Directions: Report only the number of lines that contain the string "respond" in the records below.

Material shown:
· · · ·

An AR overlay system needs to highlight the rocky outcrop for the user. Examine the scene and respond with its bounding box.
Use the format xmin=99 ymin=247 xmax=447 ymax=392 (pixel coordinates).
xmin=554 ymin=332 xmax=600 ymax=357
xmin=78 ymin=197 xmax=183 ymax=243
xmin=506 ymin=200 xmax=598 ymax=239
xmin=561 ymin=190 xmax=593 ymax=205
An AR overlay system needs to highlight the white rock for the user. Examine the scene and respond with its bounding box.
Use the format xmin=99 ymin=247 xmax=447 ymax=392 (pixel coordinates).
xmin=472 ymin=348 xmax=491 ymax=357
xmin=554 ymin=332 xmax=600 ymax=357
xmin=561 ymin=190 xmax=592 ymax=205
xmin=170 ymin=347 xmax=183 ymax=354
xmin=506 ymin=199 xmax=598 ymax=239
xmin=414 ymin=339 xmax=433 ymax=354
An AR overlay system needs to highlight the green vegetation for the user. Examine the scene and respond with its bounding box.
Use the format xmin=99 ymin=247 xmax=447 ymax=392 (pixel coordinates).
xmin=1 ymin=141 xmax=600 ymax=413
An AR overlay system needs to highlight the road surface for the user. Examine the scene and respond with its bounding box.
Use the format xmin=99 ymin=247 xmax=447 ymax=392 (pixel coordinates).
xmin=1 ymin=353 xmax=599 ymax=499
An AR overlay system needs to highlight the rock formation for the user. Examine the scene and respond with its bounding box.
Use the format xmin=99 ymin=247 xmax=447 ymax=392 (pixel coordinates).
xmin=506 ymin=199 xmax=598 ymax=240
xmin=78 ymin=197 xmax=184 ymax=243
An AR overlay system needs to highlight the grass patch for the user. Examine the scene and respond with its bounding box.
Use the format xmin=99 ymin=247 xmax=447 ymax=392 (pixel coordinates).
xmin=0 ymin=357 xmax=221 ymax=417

· · · ·

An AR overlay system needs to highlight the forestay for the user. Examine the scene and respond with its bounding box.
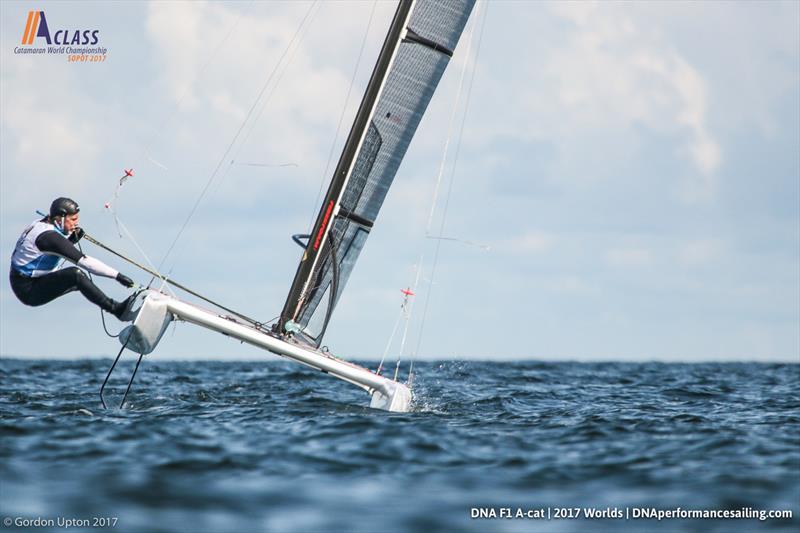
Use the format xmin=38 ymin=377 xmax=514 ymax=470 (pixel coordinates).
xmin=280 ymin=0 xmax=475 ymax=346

· · · ·

Output: 7